● AUFTRAG
Beantworten Sie anhand des folgenden Textauszugs diese Fragen:
1. Zu welchem Unternehmen gab es frühere Kontakte?
2. Wohin verlagerte sich die Entwicklung neuer und zukunftsweisender Technologien zunehmend?
3. Von welcher Industrie geriet ein reiner Gerätehersteller wie SABA in Abhängigkeit?
##### TEXTAUSZUG #####
Ich erinnerte mich an frühere Kontakte zu Telefunken. Ausgangspunkt waren rein technische Überlegungen gewesen. Es wurde damals schon deutlich, daß sich die Entwicklung neuer und zukunftsweisender Technologien auch im Bereich der Unterhaltungselektronik mehr und mehr in die Forschungslaboratorien der großen Bauelemente-Hersteller verlagerte. Der dort betriebene Aufwand bewegte sich aber in Größenordnungen, die von einem Privatunternehmen wie SABA niemals hätten finanziert werden können. Je stärker sich dieser Trend durchsetzte, umso kleiner wurden die Freiräume für die Gestaltung eigener technischer Konzepte. Ein reiner Gerätehersteller wie SABA geriet so in eine zunehmende technische, aber auch wirtschaftliche Abhängigkeit von der zuliefernden Bauteile-Industrie.
##### ANGEZEIGTE DATEN #####
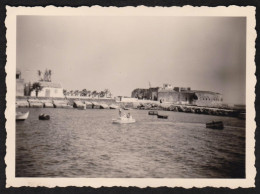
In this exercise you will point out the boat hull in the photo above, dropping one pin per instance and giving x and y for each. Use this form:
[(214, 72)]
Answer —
[(162, 116), (215, 125), (21, 116), (152, 113), (125, 121)]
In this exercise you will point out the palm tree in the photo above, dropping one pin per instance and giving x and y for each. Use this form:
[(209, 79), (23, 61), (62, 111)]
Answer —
[(102, 94), (76, 92), (94, 93), (49, 75), (89, 93), (64, 92), (106, 92), (84, 92), (37, 87), (40, 75)]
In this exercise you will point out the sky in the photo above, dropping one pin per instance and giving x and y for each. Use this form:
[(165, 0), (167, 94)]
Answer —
[(122, 53)]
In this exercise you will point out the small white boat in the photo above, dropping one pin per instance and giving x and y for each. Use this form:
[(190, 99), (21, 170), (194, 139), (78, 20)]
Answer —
[(123, 120), (20, 116)]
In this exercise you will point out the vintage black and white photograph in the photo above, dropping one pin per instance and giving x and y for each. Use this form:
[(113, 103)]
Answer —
[(131, 96)]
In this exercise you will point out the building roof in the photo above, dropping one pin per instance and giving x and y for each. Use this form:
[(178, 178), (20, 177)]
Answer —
[(50, 85)]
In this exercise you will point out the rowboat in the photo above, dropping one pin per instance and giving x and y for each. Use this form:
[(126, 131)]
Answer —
[(215, 125), (21, 116), (44, 117), (162, 116), (123, 120)]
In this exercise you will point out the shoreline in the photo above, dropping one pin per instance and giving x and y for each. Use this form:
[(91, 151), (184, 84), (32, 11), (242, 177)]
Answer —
[(109, 103)]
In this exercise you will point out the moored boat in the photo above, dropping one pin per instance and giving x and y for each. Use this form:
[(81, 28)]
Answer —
[(44, 117), (123, 120), (21, 116), (162, 116), (152, 113), (112, 106), (215, 125)]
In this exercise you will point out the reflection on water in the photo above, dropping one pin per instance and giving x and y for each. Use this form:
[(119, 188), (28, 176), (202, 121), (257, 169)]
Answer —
[(85, 143)]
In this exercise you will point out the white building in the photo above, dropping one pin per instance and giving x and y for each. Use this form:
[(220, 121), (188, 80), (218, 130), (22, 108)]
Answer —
[(49, 89)]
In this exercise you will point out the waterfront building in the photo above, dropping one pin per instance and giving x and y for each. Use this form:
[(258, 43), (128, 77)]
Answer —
[(179, 95), (49, 89), (19, 84)]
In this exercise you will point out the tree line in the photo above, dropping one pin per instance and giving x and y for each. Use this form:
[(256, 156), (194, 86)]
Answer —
[(87, 93)]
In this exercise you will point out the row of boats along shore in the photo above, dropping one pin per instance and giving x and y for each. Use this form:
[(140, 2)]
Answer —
[(127, 118), (79, 104)]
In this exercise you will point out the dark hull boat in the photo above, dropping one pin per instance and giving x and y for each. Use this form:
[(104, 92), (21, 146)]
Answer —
[(21, 116), (44, 117), (162, 116), (152, 113), (215, 125)]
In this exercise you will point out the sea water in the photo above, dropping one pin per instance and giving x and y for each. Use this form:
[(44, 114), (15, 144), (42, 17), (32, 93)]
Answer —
[(85, 143)]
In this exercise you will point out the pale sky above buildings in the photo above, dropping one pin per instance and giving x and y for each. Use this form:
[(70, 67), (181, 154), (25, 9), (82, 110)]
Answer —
[(124, 53)]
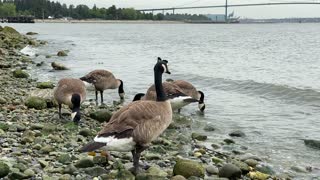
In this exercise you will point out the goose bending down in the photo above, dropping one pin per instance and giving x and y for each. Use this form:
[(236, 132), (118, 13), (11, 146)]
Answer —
[(71, 92), (102, 80), (134, 126), (174, 93), (190, 90)]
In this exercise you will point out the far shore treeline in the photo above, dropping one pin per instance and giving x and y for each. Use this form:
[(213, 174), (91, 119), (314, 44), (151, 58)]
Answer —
[(45, 8)]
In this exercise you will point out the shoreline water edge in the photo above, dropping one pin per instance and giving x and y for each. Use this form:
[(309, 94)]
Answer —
[(36, 144)]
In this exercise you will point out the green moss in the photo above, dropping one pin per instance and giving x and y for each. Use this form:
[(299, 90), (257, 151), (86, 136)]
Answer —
[(9, 30), (188, 168), (4, 169), (45, 85), (20, 74), (62, 53), (36, 103), (4, 126), (101, 115)]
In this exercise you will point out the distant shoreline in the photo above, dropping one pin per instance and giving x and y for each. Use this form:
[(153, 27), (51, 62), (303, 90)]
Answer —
[(107, 21)]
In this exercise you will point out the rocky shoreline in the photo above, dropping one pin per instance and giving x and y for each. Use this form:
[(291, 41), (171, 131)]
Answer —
[(36, 144)]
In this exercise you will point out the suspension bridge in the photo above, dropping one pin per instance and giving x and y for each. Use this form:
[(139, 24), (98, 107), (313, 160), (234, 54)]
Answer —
[(226, 6)]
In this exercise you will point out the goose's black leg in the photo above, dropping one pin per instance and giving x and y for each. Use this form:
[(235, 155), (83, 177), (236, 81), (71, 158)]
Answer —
[(60, 116), (136, 157)]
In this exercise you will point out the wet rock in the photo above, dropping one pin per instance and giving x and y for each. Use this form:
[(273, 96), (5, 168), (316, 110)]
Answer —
[(178, 177), (20, 74), (230, 171), (85, 132), (36, 103), (95, 171), (125, 175), (237, 134), (29, 173), (101, 115), (212, 170), (299, 169), (101, 160), (43, 163), (209, 128), (4, 169), (4, 126), (45, 85), (312, 143), (64, 159), (152, 156), (10, 30), (36, 126), (62, 53), (31, 33), (84, 163), (198, 137), (188, 168), (229, 141), (65, 177), (243, 166), (58, 66), (258, 175)]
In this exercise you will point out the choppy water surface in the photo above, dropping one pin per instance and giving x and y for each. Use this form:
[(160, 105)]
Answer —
[(262, 79)]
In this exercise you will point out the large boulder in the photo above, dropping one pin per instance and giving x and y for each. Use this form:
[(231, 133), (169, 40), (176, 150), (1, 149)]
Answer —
[(36, 103), (45, 85), (20, 74), (84, 163), (4, 169), (101, 115), (9, 30), (230, 171), (31, 33), (188, 168), (58, 66)]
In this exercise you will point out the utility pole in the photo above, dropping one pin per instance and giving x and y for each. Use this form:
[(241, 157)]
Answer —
[(226, 13)]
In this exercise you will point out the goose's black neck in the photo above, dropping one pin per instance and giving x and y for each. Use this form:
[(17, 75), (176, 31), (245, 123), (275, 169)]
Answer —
[(161, 96)]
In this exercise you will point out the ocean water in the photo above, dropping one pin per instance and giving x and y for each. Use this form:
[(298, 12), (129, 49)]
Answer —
[(262, 79)]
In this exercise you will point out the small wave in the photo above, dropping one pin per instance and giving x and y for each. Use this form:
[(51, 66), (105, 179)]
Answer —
[(28, 50), (269, 91)]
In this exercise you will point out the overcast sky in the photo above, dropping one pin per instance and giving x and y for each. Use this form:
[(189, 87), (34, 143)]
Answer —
[(284, 11)]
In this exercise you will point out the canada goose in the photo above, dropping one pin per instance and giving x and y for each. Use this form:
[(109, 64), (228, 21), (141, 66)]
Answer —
[(174, 93), (102, 80), (71, 92), (190, 90), (134, 126)]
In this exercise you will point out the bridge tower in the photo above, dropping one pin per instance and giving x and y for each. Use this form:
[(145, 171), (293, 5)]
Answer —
[(226, 12)]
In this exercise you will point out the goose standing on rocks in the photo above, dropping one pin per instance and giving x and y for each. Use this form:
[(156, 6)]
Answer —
[(174, 93), (102, 80), (190, 90), (134, 126), (71, 92)]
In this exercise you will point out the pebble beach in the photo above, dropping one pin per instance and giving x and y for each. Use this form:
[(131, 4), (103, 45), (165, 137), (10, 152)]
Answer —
[(36, 144)]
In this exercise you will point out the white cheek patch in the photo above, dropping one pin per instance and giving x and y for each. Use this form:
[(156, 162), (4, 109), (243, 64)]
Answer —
[(73, 115), (115, 144), (164, 68)]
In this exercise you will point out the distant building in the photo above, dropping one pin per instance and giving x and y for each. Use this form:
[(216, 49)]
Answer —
[(221, 18)]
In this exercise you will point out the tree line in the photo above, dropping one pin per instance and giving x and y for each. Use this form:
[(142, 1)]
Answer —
[(45, 8)]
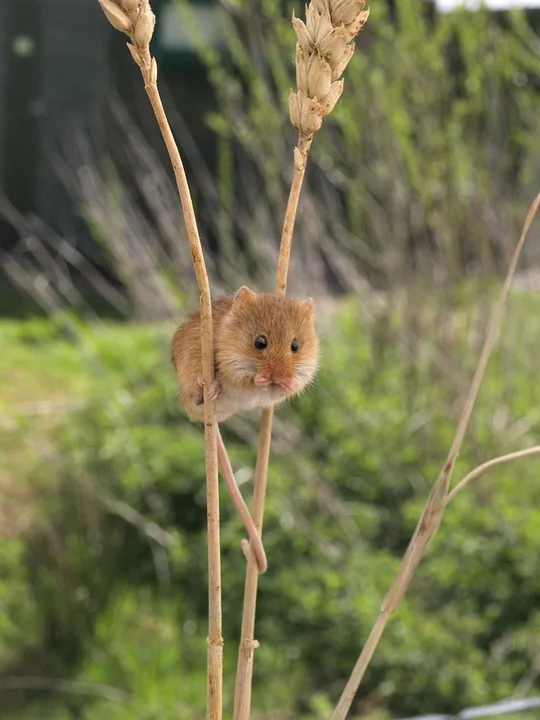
#####
● ERGEBNIS
1. Zu Telefunken.
2. In die Forschungslaboratorien der großen Bauelemente-Hersteller.
3. Von der zuliefernden Bauteile-Industrie.